O "Observatório da Imprensa" publica análise que vai fundo na crise institucional criada pelo personalismo arrogante do Presidente do Supremo Tribunal Federal em torno da Ação Penal 470 - o mensalão que nunca existiu...
MENSALÃO, ÚLTIMOS CAPÍTULOS
O bode na sala da Justiça
Por Luciano Martins Costa
Os jornais noticiam nas edições de segunda-feira (25/11) a substituição do juiz das execuções penais do Distrito Federal
encarregado de providenciar o cumprimento das sentenças do Supremo
Tribunal Federal contra alguns dos condenados na Ação Penal 470. A
principal controvérsia se refere ao tratamento conferido ao deputado
José Genoíno, que foi encarcerado precipitadamente por ordem do
presidente do STF, ministro Joaquim Barbosa, mesmo em convalescença após
um grave procedimento cirúrgico.
A imprensa observa que o novo juiz encarregado de determinar as
condições de cumprimento das penas em Brasília é filho de um dirigente
do PSDB e de uma funcionária do Ministério da Ciência e Tecnologia que milita ativamente na campanha presidencial do senador Aécio Neves. Em sua página no Facebook (ver aqui), a mãe do magistrado não esconde a orientação política da família.
Esse é apenas um dos aspectos da confusão em que se transformou aquilo que a imprensa brasileira tem considerado como o “novo tempo”
da Justiça no Brasil. O protagonismo exagerado do presidente da Suprema
Corte contribui para acirrar radicalismos e se constitui, hoje, em
fator de desestabilização política.
Bastaram poucos dias para que os fatos desmontassem a versão construída pela imprensa em torno do julgamento da Ação Penal
470. Logo após o início do cumprimento das penas, algumas
personalidades do mundo jurídico se dão conta de que o que rege as
decisões da mais alta
corte nacional não é o propósito de fazer Justiça, mas um obscuro
sentimento de vingança cujas razões precisam ser esclarecidas.
A se considerar certos comportamentos obsessivos do ministro, há alguma
coisa de doentio nesse processo, que extrapola questões penais e
ideológicas. Com a cautela que o protocolo exige, personalidades do
mundo jurídico têm feito chegar à mídia seus cuidados com relação ao
acúmulo de erros nesse processo.

▶ [Enunciado da tarefa] Estenda o artigo acima sobre o mensalão, começando logo depois da última frase apresentada. As linhas abaixo provêm de outra fonte.

▶ [Entradas de um conjunto de dados de apontamento]
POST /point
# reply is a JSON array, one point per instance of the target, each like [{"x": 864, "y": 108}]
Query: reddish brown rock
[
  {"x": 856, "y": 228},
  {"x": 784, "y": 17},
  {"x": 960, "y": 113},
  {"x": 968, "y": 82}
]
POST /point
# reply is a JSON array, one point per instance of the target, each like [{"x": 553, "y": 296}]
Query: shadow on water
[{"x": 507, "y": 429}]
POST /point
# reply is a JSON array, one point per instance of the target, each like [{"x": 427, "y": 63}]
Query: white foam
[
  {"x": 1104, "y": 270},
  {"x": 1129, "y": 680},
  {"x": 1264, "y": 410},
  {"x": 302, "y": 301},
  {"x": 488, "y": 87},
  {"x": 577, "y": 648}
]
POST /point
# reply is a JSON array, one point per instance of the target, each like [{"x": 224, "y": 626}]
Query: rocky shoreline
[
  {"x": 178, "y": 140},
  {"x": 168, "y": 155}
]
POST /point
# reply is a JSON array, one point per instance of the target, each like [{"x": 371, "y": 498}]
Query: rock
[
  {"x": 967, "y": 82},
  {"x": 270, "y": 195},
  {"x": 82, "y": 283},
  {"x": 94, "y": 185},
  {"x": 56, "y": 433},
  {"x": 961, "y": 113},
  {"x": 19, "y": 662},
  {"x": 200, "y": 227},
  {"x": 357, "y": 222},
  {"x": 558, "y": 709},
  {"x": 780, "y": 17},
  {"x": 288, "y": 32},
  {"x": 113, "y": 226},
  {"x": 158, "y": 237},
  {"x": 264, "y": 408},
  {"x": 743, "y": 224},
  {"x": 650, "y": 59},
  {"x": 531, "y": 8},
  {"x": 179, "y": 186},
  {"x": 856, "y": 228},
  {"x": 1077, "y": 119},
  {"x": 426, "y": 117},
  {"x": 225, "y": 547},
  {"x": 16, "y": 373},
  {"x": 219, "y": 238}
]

▶ [Resposta ao exercício]
Crimes onipresentes
Como nos cabe aqui observar a imprensa e não as instituições
diretamente, convém fazer um retrospecto dos acontecimentos para
estabelecer algumas responsabilidades.
Não é preciso grande esforço para reconhecer que, independentemente dos
elementos objetivos que formam o processo da Ação Penal 470, a imprensa
teve um papel central nas decisões dos ministros do Supremo Tribunal Federal, em especial nas funções do presidente da Corte.
Joaquim Barbosa, transformado em herói nacional, e outros ministros,
revelaram possuir personalidades sensíveis à bajulação, o que
transformou as sessões do Supremo em espetáculos midiáticos nos quais o
princípio da Justiça foi submetido ao crivo da popularidade de seus
protagonistas.
O encarceramento precipitado de onze dos doze condenados, em feriado
nacional, explicita o propósito de ganhar as manchetes no fim de semana
prologado, mais do que uma decisão baseada nas normas penais.
Valeu pelas manchetes.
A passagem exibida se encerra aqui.